EXCERTO PARA LER
And now, the end is near And so i face the final curtain
Agora, que o fim está perto E que enfrento a cortina final
Não o fez por esquecimento - escreveu-se - mas, certamente, para evitar a exposição pública de constrangimentos da plateia de amigos que assistia ao lançamento do seu último livro no Centro Cultural de Belém.
As feiras de outras vaidades deixou pelo caminho na hora certa. A poesia, soube-o a tempo, foi a virtude reencontrada.
É necessário, digo, o respeito pela cedência da força face à doçura. Por aí o reencontro com a delicadeza em que se faz saber a nós mesmos que o domínio do nosso sentir só se faz no sentido íntimo do outro. É o único progresso que nos humaniza porquanto por aí se partilham as solidões e as poeiras da vida.
O amor como todos os sentires, abre fendas, e a ideia de um recomeço implica sempre a sua transformação numa associação, enfim, será quando um género de fraternidade das armas da política, da economia, da justiça, dos estatutos, dos compromissos, da pobreza, fica desamparado pois dele em nós, não se exigiu o suficiente e chegou a nossa partida!
Já não é possível recomeçar-se mesmo que se recusem falhas, fazê-lo teria sido o segredo maior da coragem, a adesão da inteligência à verdade. Diria mesmo que para a abordagem da razão, talvez nem uma alma de criança baste; tudo é embrionário no fim. Sentiremos então que encontraremos tudo pelo deslumbramento das fronteiras que afinal se não traçam?
Se assim for, o amor venceu a morte e esta é doravante oferecida numa participação eterna na vida.
Se assim for, não há justiças compensadoras noutros locais que não aqui. A paz no mundo tem este preço, bem-haja quem teve no coração uma moral que soube o quanto a equidade respeita a dignidade humana e se funda numa sociedade livre.
Manoel de Oliveira a imagem exata por palavras de Agustina: não se começa outra vida. Matamos e morremos, é sempre o mesmo. (…) Para quê tanto sofrimento? (…) Uma família feliz e pronto. Não posso ver esse desespero só por causa de dez mandamentos do tempo dos profetas maníacos.

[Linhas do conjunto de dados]
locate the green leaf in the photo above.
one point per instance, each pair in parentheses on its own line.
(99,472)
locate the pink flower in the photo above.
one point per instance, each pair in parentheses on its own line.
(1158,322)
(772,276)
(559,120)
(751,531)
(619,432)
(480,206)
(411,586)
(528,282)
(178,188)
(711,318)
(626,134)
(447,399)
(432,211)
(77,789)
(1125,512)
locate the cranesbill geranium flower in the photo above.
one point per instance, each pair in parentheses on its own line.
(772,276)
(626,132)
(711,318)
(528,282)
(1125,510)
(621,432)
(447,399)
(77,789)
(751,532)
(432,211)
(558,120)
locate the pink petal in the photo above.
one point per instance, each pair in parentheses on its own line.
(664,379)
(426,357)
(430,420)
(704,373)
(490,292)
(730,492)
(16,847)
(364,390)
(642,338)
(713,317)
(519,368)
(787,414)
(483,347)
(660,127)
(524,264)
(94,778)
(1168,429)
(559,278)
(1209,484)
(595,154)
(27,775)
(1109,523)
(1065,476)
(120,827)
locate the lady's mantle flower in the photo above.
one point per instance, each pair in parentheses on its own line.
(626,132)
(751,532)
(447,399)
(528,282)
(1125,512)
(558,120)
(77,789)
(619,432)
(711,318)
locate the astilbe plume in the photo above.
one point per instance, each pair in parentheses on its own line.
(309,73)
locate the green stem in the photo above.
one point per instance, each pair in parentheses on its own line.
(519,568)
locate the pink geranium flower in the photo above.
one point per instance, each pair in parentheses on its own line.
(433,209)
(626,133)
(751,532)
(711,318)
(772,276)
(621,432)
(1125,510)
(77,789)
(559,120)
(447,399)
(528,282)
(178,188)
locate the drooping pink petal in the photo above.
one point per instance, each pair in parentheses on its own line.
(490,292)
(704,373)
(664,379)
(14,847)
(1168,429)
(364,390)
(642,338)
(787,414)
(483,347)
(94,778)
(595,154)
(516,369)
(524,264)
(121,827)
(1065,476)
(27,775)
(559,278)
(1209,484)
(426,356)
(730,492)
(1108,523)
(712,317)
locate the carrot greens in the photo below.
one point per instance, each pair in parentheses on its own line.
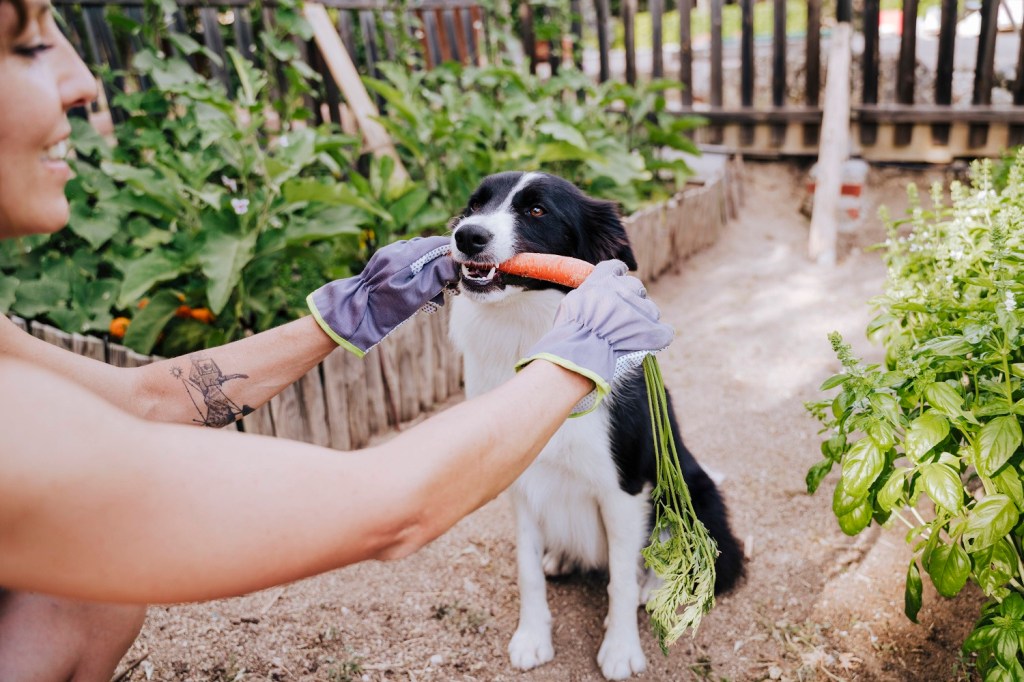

EXERCÍCIOS
1. Indique todos os termos que o excerto enumera logo a seguir às palavras "fraternidade das armas".
2. Troque "deslumbramento" por "encantamento" e reproduza o trecho do excerto que começa nas palavras "Já não é possível" e termina depois de "numa sociedade livre.".
3. Prossiga o excerto sobre o fim da vida e a impossibilidade de recomeçar, escrevendo o que viria depois da sua última frase.
Os registos são material independente do excerto.

RESPOSTAS
1. política, economia, justiça, estatutos, compromissos, pobreza

2.
Já não é possível recomeçar-se mesmo que se recusem falhas, fazê-lo teria sido o segredo maior da coragem, a adesão da inteligência à verdade. Diria mesmo que para a abordagem da razão, talvez nem uma alma de criança baste; tudo é embrionário no fim. Sentiremos então que encontraremos tudo pelo encantamento das fronteiras que afinal se não traçam?
Se assim for, o amor venceu a morte e esta é doravante oferecida numa participação eterna na vida.
Se assim for, não há justiças compensadoras noutros locais que não aqui. A paz no mundo tem este preço, bem-haja quem teve no coração uma moral que soube o quanto a equidade respeita a dignidade humana e se funda numa sociedade livre.

3.
Não chega a todas as suas consequências quem não se deixou apaixonar ou quem desse sentir esteve ausente. Também não chega a todas as suas consequências quem em si não desenhou esmeradamente o estado de amante. Nestas duas situações há desespero que em cada uma faz estação própria e em cada uma o amor não chega para assumir todas as consequências. Resta tantas vezes um cerimonial sem grande heroicidade. Resta uma espécie de discurso e gesto em volta do amor como um colar de pérolas ágil no segurar-se angélico em volta da garganta. O que reina são os mistérios e as propostas do corpo para possuir o que se ama. O entendimento, esse, tem a poesia onde se deita e dela faz pele e afinal onde busca também os diálogos que existem de coração a coração em palavras que muito assombram o que está seguro e não acontece, ou, o que acontece, pois que a segurança pode não ter sido fruto nem semente para nada e de repente abre-se larga qual fruteira sabiamente ideia, prata e cristal proposta num centro de mesa onde tudo se permite.
E o filme PARTY de Manoel de Oliveira pelo livro de 90 páginas PARTY Garden-Party dos Açores da extraordinária Agustina Bessa-Luís ou assim se não entendesse S. Miguel
Miguel
Leonor está encantadora!
Rogério
(…) Por falar nisso: a sua saia é indecente, sabia?
Leonor
(…) O primeiro que a achar indecente vai dizer-me que estou encantadora.
Rogério
Querida amiga!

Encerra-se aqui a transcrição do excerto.